Wednesday, 11 December 2013

Playing Devils Advocate: I think most people have misunderstood QE's effect on yields.

One of the more common misunderstandings I come across is the idea that the Fed is keeping interest rates artificially low on government securities. This often manifests itself along the lines of:

“The Fed can’t stop QE or yields will shoot up and the government won’t be able to fund the deficit”
or…
“The Fed is funding the deficit. Who will buy the bonds when QE ends?”
and…
“Quantitative Easing increases the demand for bonds, and so yields fall”

People are more than happy to accept that QE drives up equity valuations as investors re-balance portfolios towards risky assets, yet struggle to make the connection that the flip side of this is lower speculative demand for long term bonds and that yields are determined by the market (as things stand currently), so expansionary policy must be reflected in yields. If the market does not price in expansionary policy, it is not functioning correctly, but it does and yields rise under QE. For this reason it is not easy to target yields and inflation simultaneously in free markets. In the current environment yield targeting takes a lower degree of importance to inflation and employment targeting.

This misunderstanding continues for many reasons:
  1. A lot of confusion between real and nominal rates, and high yield vs. government debt yields.
  2. Trying to fit data to theories rather than the other way around.
  3. Because the truth, like many things in economics and finance, is actually very counter-intuitive and hard to accept without deeper thought.
  4. Economists are not always traders, and there is some trouble understanding how market participants act.
  5. The Fed is an easy target for venting frustrations.
I want to explain why this is misguided, because it leads to a lot of unnecessary fear regarding government funding, as well as poor decision making for unsophisticated investors. It is also leads to a trap where economists call for more QE to keep interest rates from rising, despite a strong possibility that QE is exactly what is making them rise in the first place.

(Dataset entries)
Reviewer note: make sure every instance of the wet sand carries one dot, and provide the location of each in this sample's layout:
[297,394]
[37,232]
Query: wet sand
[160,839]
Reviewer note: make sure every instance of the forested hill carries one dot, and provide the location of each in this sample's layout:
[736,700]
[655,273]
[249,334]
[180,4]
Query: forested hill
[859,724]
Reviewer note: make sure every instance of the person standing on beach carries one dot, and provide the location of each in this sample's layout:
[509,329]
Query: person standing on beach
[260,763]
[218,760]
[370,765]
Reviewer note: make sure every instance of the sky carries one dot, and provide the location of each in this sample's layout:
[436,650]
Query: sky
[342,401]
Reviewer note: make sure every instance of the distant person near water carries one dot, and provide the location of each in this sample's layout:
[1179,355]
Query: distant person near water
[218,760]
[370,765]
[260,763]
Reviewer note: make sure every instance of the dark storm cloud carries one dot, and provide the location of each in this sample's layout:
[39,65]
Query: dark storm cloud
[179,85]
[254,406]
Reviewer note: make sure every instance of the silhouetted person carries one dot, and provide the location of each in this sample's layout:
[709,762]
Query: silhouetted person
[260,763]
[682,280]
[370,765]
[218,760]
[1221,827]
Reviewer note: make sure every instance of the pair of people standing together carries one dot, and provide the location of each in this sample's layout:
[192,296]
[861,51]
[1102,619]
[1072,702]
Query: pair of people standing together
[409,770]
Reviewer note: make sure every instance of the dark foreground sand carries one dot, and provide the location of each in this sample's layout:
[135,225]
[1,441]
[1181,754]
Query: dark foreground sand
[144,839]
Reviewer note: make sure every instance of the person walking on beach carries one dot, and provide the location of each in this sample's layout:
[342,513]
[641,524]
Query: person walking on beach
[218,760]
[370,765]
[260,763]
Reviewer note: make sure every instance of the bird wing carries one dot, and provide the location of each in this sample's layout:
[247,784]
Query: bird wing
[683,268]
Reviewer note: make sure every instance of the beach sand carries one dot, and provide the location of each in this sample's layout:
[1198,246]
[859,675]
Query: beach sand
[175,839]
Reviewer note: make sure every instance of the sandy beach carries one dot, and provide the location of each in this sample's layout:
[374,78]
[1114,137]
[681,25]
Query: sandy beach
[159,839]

• _To be done_
- A) Shorten the paragraph in the post on QE and bond yields that begins "People are more than happy to accept", keeping its main facts.
- B) In the post on QE and bond yields, what takes a lower degree of importance to inflation and employment targeting in the current environment?
- C) Resume the post on QE and bond yields from its final sentence.

• _Per-task outputs_
- A) Many people readily accept that QE lifts stock valuations as investors shift toward riskier assets, but they miss the flip side: lower speculative demand for long-term bonds. Because yields are currently set by the market, expansionary policy must show up in them. A properly working market prices it in, so yields rise under QE. That makes it hard to target yields and inflation at the same time in free markets. For now, yield targeting ranks below inflation and employment targeting.

- B) Yield targeting.

- C)
Below I have highlighted the periods in which the Fed was making unsterilized purchases of longer dated Treasuries. If you showed this chart to a child, they would be able to tell you instantly that QE must raise yields, yet somehow many adults are seeing something different. I will discuss why they come to this erroneous conclusion, and why the reality is different to theory. Since I want to discuss the direct effects of long term bond purchases on those yields, I have removed Operation Twist (See discussion below) and purchases of MBS.



Analysis of Data:

Changes in the 10 year treasury yield since the onset of government bond purchases are as follows.
  • Periods of balance sheet expansion:
    • QE1: +90 basis points
    • QE2: +51 basis points
    • QE3: +108 basis points
    • Cumulative effect on yields: +249 basis points or +2.49% on the 10 year.
  • Periods of no balance sheet expansion:
    • Post-QE1: -82 basis points
    • Post-QE2: -156 basis points
    • Cumulative effect on yields: -238 basis points or -2.38% on the 10 year.
Notice that the 10 year yield is approximately back to its value at the start of the first treasury purchase program. All falls in yields have been associated with the Fed not expanding its balance sheet. All rises in yields have been associated with the Fed expanding its balance sheet. There is no evidence that balance sheet expansion (QE in its current form) reduces government bond yields in the US, and every indication that the opposite is true. If someone can work the data to say that yields have fallen under QE, they surely have their computer screens upside down.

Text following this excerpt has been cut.